Object point labels:
+ + + + + + +

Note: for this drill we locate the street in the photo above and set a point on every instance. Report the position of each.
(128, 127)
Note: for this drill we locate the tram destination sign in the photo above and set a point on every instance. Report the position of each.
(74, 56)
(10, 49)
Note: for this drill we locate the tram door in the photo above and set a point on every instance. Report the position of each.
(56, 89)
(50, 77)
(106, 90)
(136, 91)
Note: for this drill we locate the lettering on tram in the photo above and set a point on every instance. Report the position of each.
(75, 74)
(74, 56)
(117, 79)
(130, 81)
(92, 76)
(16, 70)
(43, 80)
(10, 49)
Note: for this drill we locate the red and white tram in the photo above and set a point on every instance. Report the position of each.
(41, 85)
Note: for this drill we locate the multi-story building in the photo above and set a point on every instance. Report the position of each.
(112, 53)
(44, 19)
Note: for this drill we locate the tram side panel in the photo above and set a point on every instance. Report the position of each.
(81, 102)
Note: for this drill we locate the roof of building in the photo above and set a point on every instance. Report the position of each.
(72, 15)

+ + + + + + +

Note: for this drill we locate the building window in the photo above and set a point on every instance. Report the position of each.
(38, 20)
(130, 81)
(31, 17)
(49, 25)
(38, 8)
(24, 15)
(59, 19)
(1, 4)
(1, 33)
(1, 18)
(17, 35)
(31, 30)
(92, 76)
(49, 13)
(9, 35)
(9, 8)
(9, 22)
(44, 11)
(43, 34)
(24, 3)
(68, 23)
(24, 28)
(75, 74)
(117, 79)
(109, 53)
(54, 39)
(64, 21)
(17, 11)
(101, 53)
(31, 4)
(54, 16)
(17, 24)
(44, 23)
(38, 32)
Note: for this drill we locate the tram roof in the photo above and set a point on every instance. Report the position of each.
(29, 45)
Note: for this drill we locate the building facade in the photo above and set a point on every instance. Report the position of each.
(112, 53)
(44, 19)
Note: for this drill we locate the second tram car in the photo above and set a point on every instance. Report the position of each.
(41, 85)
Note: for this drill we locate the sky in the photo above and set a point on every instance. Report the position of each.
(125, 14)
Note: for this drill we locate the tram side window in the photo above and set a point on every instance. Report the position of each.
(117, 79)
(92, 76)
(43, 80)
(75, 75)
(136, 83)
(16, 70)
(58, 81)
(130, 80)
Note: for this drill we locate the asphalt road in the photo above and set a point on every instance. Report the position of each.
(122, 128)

+ + + + + + +

Count the lines of the records that contain the string "window", treating uppercase and lowercase as different. Give only the number.

2